→ SUPPLIED TEXT
▬▬▬▬▬▬

- TGS submits a conditional offer for the multi-client data library of PGS for a cash consideration of USD 600 million
- The offer values the multi-client data library in excess of the full reported book value and secures PGS liquidity to repay the USD 135 million revolving credit facility due September 2020
- TGS proposes a post-closing collaboration agreement for future PGS multi-client projects and preferential rights for PGS to offer their 3D-fleet for future TGS data acquisition
- A successful offer will broaden TGS´ multi-client geophysical data offering in all major mature and frontier basins world-wide
- The offer will be financed by on-balance cash, a new term loan facility and new equity
OSLO, NORWAY (6 August 2020) – TGS-NOPEC Geophysical Company ASA ("TGS" or the "Company", OSE: TGS) announced today that it has submitted a conditional offer for the purchase of the multi-client data library of PGS ASA (“PGS”) (the “Offer”). Under the Offer, PGS would, upon consummation of the sale, receive a cash consideration of USD 600 million. In addition, TGS has proposed that the parties enter into a post-closing collaboration agreement for future PGS multi-client projects, which also would include certain preferential rights for PGS to offer their 3D-fleet for future TGS data acquisition.
The proposed transaction presents an opportunity for PGS and its stakeholders to monetize its multi-client data library in excess of its full reported value, delivering substantial funds to PGS in what are challenging times for the entire seismic industry. The Offer will secure the liquidity required to repay PGS’ USD 135 million revolving credit facility due September 2020 and will further significantly deleverage the company to support its continued operations and enhance the ability to service the remaining debt.
For TGS, the acquisition of PGS' multi-client data library would broaden the Company's offering as a multi-client geophysical data provider in all major mature and frontier basins world-wide.

▬▬▬▬▬▬

→ SUPPLIED RECORDS

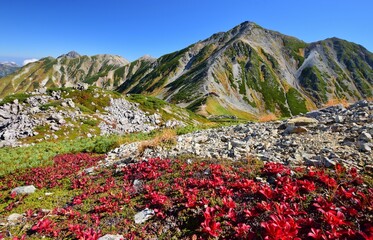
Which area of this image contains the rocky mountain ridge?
[0,86,199,147]
[0,62,20,78]
[105,100,373,171]
[0,22,373,119]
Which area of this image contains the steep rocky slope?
[115,22,373,117]
[0,52,129,97]
[0,22,373,119]
[0,87,204,147]
[106,100,373,170]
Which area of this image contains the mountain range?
[0,62,20,78]
[0,22,373,119]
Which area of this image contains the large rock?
[287,117,319,126]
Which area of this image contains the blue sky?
[0,0,373,63]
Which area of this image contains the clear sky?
[0,0,373,63]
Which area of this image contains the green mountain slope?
[0,22,373,118]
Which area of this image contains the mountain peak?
[58,51,81,58]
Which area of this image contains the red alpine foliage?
[0,154,373,240]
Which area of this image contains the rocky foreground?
[0,101,373,240]
[106,100,373,169]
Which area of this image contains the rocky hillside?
[0,62,20,78]
[115,22,373,117]
[106,100,373,170]
[0,52,129,97]
[0,100,373,240]
[0,85,206,147]
[0,22,373,119]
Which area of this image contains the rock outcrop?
[106,100,373,169]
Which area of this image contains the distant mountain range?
[0,22,373,118]
[0,62,20,78]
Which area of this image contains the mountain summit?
[0,22,373,118]
[58,51,80,58]
[0,62,20,78]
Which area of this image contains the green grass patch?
[0,93,30,106]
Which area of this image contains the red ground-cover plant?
[0,158,373,240]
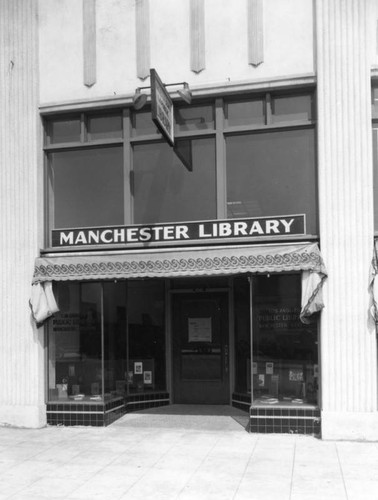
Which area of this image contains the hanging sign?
[51,215,306,247]
[150,69,175,146]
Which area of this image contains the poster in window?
[134,361,143,375]
[143,370,152,385]
[188,318,212,342]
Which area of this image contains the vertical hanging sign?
[150,68,175,146]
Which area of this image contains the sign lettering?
[52,215,305,247]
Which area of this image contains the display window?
[234,274,319,407]
[48,281,166,402]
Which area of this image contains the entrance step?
[113,404,249,432]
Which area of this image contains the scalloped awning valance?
[30,243,327,323]
[33,243,327,284]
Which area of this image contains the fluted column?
[0,0,45,427]
[316,0,378,437]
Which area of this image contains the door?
[172,291,230,404]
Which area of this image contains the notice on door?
[188,318,212,342]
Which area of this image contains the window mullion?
[215,98,227,219]
[122,108,134,224]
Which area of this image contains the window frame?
[42,85,319,252]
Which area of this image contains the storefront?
[29,89,326,434]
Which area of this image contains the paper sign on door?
[188,318,212,342]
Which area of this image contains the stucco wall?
[39,0,314,104]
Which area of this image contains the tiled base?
[46,398,126,427]
[46,392,169,427]
[231,392,251,412]
[249,406,321,436]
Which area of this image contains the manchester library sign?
[52,215,305,247]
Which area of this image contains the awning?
[32,243,327,321]
[33,243,327,283]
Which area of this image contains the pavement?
[0,405,378,500]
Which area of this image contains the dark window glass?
[128,280,166,393]
[234,277,251,394]
[88,114,122,141]
[175,106,214,132]
[103,281,127,399]
[272,95,312,123]
[226,99,265,127]
[48,283,104,401]
[226,130,317,234]
[252,274,318,406]
[50,147,124,228]
[48,117,81,144]
[134,139,216,224]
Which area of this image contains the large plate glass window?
[48,146,124,228]
[133,138,216,224]
[252,274,319,407]
[48,280,166,402]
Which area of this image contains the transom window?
[44,92,318,248]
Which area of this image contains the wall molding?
[247,0,264,67]
[83,0,97,87]
[135,0,151,80]
[189,0,206,73]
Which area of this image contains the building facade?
[0,0,378,440]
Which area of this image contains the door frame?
[166,282,235,405]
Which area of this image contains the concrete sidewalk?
[0,407,378,500]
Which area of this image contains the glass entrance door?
[172,291,230,404]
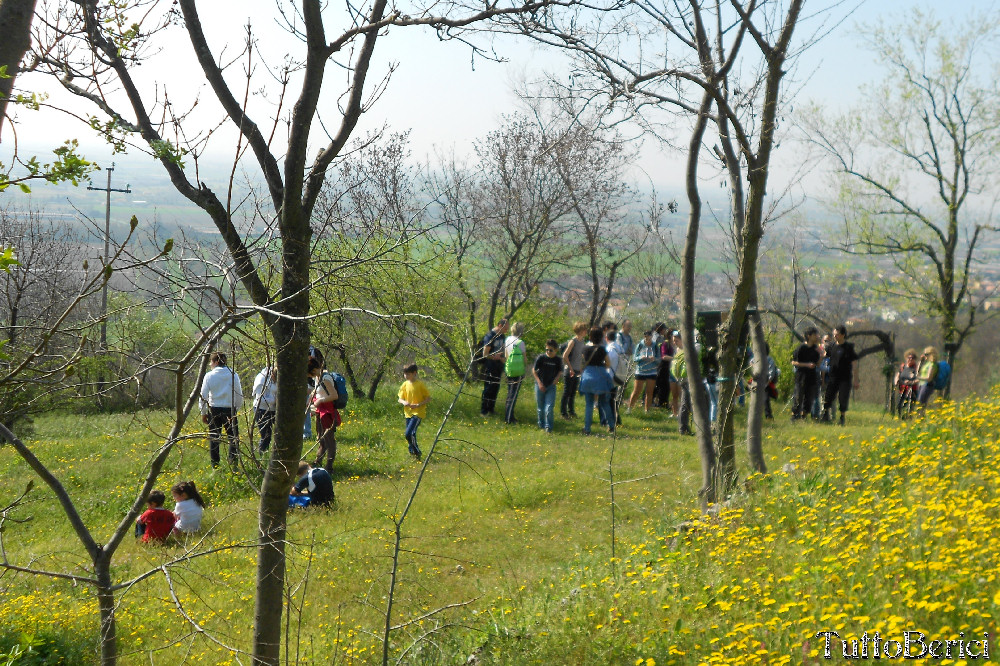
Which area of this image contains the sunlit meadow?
[0,387,1000,665]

▬▬▬▬▬▬

→ WHAT YOU NEED TO DO
• 1. Check the press release on TGS's offer for the PGS data library. Do these statements agree with it? (a) PGS would receive USD 600 million in cash if the sale goes through. (b) The offer will be funded only by new equity. (c) The PGS revolving credit facility that would be repaid falls due in September 2021. Answer yes or no for each, and quote the words from the press release that decide it.
• 2. Using the press release on TGS's offer for the PGS data library, explain in one to three sentences why the offer would help PGS.
• 3. Write the next part of the press release on TGS's offer for the PGS data library, picking up after its final sentence.

→ ANSWER LIST
• 1.
(a) Yes: "PGS would, upon consummation of the sale, receive a cash consideration of USD 600 million."
(b) No: "The offer will be financed by on-balance cash, a new term loan facility and new equity."
(c) No: "USD 135 million revolving credit facility due September 2020."

• 2. The offer lets PGS monetize its multi-client data library for more than its full reported value, which brings in substantial funds at a hard time for the seismic industry. It would give PGS the liquidity to repay its USD 135 million revolving credit facility due September 2020. It would also significantly deleverage the company, which supports its continued operations and its ability to service the remaining debt.

• 3.
Commenting on the Offer, Kristian Johansen, CEO of TGS said:
“We see a strong complement between our existing business and the PGS data library and the opportunity to leverage our expertise and scale to improve returns. Concurrently, a refocused and refinanced PGS will be a world-leading and highly innovative provider of acquisition technology and marine acquisition capacity, providing a strong platform for creating long-term value for the company´s stakeholders. The proposed transaction is thus aimed at safeguarding customers’ access to leading acquisition technology, high-quality data acquisition capacity and top tier data processing capabilities, whether they choose to purchase data through the contract model or the multi-client model. We believe the consolidation and further partnership between our two companies carries a strong industry logic and we look forward to initiate the dialogue with the management and board of PGS.”
Background for the Offer
Over the past years the seismic industry has seen a sharp drop in aggregate return on capital caused by a combination of a lower oil price, a more consolidated customer base and over-capacity on the supply side. As a result, industry players have changed their strategy towards specialization such that most companies have become either pure vessel operators or pure multi-client providers. TGS has since its inception focused on an asset light multi-client operation and has grown to become a leading global multi-client seismic company.
PGS has built a significant multi-client library and is a key player in the seismic industry. As opposed to TGS, PGS has been an integrated operator, and is today the only remaining player in the industry pursuing both data acquisition and multi-client seismic strategies.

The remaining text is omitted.